Turn every line of the listing below into a numbered list, skipping any blank lines.

## Materials provided

:::::

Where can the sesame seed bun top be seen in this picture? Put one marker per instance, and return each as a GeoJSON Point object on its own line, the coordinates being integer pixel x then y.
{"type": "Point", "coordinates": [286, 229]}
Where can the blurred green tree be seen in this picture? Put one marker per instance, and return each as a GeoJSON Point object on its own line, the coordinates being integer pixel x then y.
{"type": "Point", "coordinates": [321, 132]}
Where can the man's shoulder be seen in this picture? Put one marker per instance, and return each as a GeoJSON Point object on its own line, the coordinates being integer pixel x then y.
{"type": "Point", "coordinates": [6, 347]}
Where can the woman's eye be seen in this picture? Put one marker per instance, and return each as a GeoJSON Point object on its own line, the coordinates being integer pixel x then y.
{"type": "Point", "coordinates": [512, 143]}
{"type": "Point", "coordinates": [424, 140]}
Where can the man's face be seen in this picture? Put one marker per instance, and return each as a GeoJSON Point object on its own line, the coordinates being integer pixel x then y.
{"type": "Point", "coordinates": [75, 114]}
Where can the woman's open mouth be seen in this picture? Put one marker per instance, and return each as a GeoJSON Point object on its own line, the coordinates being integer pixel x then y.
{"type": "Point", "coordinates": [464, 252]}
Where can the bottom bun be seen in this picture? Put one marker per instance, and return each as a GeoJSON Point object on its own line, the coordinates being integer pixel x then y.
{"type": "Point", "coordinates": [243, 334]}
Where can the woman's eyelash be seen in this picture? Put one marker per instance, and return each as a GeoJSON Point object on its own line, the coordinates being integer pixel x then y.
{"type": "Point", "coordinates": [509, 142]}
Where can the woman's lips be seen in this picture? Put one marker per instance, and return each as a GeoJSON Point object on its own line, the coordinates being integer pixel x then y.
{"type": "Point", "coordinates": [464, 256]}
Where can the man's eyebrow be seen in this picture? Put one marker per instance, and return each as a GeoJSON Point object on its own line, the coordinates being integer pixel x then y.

:::::

## The response
1. Where can the sesame seed bun top be seen in this picture? Put one marker per instance, and return each as a GeoJSON Point object on its own line, the coordinates being integer pixel x then y.
2. {"type": "Point", "coordinates": [286, 229]}
3. Where can the blurred green tree be seen in this picture? Put one marker per instance, and return each as a GeoJSON Point object on its own line, the coordinates being integer pixel x then y.
4. {"type": "Point", "coordinates": [321, 132]}
5. Where can the man's shoulder be seen in this picture? Put one marker per instance, and return each as a GeoJSON Point object on its own line, the coordinates being integer pixel x then y.
6. {"type": "Point", "coordinates": [6, 347]}
7. Where can the woman's eye be seen in this picture? Put one marker per instance, and return each as a GeoJSON Point object on its own line, the coordinates being integer pixel x then y.
8. {"type": "Point", "coordinates": [512, 143]}
9. {"type": "Point", "coordinates": [424, 140]}
10. Where can the man's face be seen in this picture? Put one marker per instance, and return each as a GeoJSON Point object on its own line, the coordinates being integer pixel x then y.
11. {"type": "Point", "coordinates": [75, 114]}
12. Where can the woman's open mouth be seen in this picture? Put one marker per instance, and return each as a GeoJSON Point object on its own line, the coordinates being integer pixel x then y.
13. {"type": "Point", "coordinates": [464, 252]}
14. Where can the bottom bun be seen in this picture? Put one marker per instance, and return each as a GeoJSON Point object on its own line, the coordinates being integer pixel x then y.
15. {"type": "Point", "coordinates": [243, 334]}
16. Where can the woman's eyelash be seen in this picture? Put one marker per instance, and return each as a GeoJSON Point object on its own line, the coordinates being integer pixel x then y.
17. {"type": "Point", "coordinates": [509, 142]}
18. Where can the woman's lips be seen in this picture? Put one marker per instance, and return each as a GeoJSON Point object on its own line, the coordinates being integer pixel x then y.
19. {"type": "Point", "coordinates": [464, 256]}
20. Where can the man's eyebrow be seen in this picture? Put one marker per instance, and return each as a GeoJSON Point object on its own line, the coordinates being integer pixel x then y.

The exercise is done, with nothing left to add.